[Records from a dataset]
- Opening Delimiter -

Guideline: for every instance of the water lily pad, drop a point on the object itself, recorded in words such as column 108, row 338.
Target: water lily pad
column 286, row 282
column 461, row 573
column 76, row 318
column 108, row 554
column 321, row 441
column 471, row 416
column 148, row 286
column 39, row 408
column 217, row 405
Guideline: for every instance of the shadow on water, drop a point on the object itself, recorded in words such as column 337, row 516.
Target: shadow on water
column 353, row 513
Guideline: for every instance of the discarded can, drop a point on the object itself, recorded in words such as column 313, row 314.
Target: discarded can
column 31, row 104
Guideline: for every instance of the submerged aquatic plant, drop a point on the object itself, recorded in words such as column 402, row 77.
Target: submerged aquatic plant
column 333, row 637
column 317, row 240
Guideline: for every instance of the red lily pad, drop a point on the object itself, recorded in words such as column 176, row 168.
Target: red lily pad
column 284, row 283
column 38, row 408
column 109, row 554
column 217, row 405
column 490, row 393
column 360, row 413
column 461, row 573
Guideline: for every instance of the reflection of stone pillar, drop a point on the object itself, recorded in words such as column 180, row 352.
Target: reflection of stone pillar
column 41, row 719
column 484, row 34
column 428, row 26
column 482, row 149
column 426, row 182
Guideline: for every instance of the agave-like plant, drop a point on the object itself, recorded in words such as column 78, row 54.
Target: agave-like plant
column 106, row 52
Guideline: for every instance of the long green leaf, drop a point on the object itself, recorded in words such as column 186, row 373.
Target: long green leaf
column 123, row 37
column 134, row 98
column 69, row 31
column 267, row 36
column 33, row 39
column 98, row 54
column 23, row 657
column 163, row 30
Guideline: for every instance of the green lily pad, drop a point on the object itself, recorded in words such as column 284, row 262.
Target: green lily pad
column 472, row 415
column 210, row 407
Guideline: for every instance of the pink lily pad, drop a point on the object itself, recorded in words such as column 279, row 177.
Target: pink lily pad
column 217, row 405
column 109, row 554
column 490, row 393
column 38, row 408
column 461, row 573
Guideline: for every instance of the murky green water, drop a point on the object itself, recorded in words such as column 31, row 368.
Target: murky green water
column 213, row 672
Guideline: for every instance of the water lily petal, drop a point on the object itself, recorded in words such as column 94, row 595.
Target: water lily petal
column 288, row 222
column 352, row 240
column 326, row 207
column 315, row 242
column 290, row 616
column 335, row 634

- Closing Delimiter -

## PROBLEM TO SOLVE
Repeat all the entries exactly as given.

## SOLVED EXERCISE
Guideline: for every instance of the water lily pad, drop a point on the object itself, recorded in words such as column 108, row 338.
Target: water lily pad
column 286, row 282
column 461, row 573
column 76, row 318
column 108, row 554
column 321, row 441
column 471, row 416
column 148, row 286
column 39, row 408
column 217, row 405
Guideline: for every instance of the shadow on water, drop a point on the object itself, recorded in words such as column 337, row 516.
Target: shadow on water
column 353, row 513
Guideline: for every instance of the discarded can, drop a point on the object itself, recorded in words such as column 313, row 314.
Target: discarded can
column 31, row 104
Guideline: for every instance of the submerged aquatic plant, drop a point on the object itself, recorded in words such as column 402, row 77.
Target: submerged aquatic plant
column 333, row 637
column 317, row 240
Guideline: for every instance of the red lily pad, drop a point on the object itself, recorded in words such as column 176, row 168.
Target: red lily pad
column 284, row 283
column 38, row 408
column 109, row 554
column 217, row 405
column 490, row 393
column 360, row 413
column 461, row 573
Guideline: for every instance of the reflection of stone pillar, drop a point on the object itself, recorded in words such as column 180, row 352.
Target: reflection of stone pillar
column 41, row 719
column 484, row 34
column 428, row 26
column 482, row 149
column 426, row 182
Guideline: for every instance of the agave-like plant, drop a point on the object itself, recorded in words such as column 78, row 54.
Target: agave-like plant
column 106, row 52
Guideline: for every instance of the long green leaf, drop a point on the object itself, recorded in words such as column 186, row 373.
Target: long green leaf
column 123, row 37
column 134, row 98
column 69, row 31
column 267, row 36
column 33, row 39
column 98, row 54
column 23, row 657
column 163, row 30
Guideline: for every instance of the green lily pad, drop a point on the object itself, recorded in words such as column 284, row 262.
Target: green lily pad
column 472, row 415
column 210, row 407
Guideline: for every instance of the pink lily pad, drop a point on the object itself, recorded in words such as column 279, row 177.
Target: pink lily pad
column 217, row 405
column 109, row 554
column 490, row 393
column 38, row 408
column 461, row 573
Guideline: for every instance of the murky green water, drop a point on the object itself, recorded in words such as column 31, row 368.
Target: murky green water
column 213, row 672
Guideline: for every instance of the water lily petal, drop a point on the object itself, recorded in words such as column 94, row 595.
Target: water lily petal
column 288, row 222
column 352, row 240
column 326, row 207
column 315, row 242
column 290, row 616
column 335, row 634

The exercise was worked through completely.